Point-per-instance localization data
== Segment start ==
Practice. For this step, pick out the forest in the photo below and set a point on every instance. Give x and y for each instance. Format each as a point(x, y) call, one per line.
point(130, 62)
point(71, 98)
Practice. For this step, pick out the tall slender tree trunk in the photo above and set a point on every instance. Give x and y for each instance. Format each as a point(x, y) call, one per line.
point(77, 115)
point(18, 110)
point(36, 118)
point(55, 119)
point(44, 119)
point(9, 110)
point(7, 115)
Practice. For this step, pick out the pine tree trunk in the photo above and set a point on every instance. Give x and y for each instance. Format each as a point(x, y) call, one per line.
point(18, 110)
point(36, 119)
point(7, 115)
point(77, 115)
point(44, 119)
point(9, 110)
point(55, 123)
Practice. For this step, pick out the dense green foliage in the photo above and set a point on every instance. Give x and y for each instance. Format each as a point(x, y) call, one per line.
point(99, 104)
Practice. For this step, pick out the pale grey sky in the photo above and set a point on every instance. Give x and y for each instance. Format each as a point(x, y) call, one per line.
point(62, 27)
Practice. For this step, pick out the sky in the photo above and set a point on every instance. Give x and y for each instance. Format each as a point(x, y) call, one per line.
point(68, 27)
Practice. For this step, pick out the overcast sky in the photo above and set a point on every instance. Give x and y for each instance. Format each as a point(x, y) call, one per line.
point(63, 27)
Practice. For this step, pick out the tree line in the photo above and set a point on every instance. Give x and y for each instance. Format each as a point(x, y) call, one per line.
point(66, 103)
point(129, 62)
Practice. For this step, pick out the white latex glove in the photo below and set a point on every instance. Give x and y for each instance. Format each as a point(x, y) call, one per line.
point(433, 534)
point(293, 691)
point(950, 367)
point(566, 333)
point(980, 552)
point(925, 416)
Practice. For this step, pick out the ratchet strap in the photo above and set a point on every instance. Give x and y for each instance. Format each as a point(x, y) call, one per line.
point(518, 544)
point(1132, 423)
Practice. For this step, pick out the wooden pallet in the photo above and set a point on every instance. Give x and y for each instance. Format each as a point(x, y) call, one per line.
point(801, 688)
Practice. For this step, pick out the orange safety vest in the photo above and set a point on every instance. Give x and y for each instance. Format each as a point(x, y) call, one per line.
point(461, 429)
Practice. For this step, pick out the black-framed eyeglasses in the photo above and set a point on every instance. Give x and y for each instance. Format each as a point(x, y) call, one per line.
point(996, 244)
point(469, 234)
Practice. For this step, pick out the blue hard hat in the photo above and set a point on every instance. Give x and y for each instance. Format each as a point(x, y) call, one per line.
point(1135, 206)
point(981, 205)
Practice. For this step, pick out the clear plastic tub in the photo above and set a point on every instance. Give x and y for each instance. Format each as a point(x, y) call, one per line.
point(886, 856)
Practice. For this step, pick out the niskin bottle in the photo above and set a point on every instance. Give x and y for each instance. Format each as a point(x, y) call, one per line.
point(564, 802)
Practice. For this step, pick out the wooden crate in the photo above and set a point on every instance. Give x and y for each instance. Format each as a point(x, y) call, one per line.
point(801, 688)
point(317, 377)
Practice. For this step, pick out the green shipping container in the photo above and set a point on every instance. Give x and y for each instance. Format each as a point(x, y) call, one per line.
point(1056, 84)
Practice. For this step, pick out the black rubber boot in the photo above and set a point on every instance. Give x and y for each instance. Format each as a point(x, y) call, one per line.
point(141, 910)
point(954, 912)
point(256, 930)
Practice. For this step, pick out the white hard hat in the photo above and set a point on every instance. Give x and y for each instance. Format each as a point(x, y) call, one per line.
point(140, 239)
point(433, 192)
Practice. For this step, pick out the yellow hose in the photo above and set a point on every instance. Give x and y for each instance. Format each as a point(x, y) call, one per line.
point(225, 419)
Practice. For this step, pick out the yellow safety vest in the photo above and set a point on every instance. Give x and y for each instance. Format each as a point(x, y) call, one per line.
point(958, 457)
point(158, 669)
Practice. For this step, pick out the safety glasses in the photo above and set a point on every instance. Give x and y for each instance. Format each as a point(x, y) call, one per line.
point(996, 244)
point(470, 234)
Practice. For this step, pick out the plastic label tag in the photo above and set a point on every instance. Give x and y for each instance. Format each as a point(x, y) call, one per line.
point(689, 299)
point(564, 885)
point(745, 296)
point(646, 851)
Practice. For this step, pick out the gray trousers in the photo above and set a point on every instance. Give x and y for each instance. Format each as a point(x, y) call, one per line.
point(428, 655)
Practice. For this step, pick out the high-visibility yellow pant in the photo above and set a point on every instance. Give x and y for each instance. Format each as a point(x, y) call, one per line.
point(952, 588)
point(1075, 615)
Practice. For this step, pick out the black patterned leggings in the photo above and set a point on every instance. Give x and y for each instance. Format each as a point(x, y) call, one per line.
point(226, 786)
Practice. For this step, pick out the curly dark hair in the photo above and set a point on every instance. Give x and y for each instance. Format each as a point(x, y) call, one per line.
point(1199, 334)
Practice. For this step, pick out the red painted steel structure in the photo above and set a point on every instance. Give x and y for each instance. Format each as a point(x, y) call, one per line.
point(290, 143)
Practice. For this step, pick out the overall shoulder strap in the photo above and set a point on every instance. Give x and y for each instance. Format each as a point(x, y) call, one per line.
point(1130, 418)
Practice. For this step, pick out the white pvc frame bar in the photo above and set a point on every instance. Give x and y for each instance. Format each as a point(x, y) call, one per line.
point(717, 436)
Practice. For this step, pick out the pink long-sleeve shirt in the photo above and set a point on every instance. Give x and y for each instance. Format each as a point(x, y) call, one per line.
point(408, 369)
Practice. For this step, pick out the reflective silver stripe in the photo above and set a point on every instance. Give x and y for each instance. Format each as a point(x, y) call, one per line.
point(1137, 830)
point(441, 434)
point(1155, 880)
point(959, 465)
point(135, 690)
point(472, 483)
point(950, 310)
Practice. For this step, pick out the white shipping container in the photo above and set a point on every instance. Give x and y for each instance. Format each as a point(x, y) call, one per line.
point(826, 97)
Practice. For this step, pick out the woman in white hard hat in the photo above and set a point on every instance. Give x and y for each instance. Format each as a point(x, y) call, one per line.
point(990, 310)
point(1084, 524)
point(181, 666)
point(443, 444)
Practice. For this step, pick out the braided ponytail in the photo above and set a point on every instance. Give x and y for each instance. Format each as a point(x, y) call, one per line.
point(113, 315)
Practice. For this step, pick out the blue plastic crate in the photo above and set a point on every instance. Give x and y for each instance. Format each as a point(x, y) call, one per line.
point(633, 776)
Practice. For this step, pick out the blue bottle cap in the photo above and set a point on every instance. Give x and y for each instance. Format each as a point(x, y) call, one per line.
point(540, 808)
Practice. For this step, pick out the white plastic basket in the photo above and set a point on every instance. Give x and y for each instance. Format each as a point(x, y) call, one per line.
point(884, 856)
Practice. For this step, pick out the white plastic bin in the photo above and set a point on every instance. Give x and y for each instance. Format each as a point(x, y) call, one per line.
== Segment end ==
What you have to do>
Give back only the lines from the one containing "Practice. For this step, pick out the blue plastic" through the final line of the entries above, exactly as written, both included.

Result below>
Practice. For this step, pick out the blue plastic crate in the photo above and set a point on every instance. Give x and y for each instance. Format each as a point(x, y) call, one per line.
point(633, 776)
Practice. For this step, pick out the blue bottle cap in the photo above and set a point on every instance. Give x and y for each instance. Format each as a point(x, y) call, one per line.
point(540, 808)
Practice. For this step, pick out the white plastic basket in the photo above and set a point on every instance. Give x and y for each instance. Format each as a point(x, y) call, one per line.
point(884, 856)
Practice. For this step, pick out the white plastic bin in the photo above and set a point on every instance. Give x and y for each instance. Format each as a point(x, y) call, one per line.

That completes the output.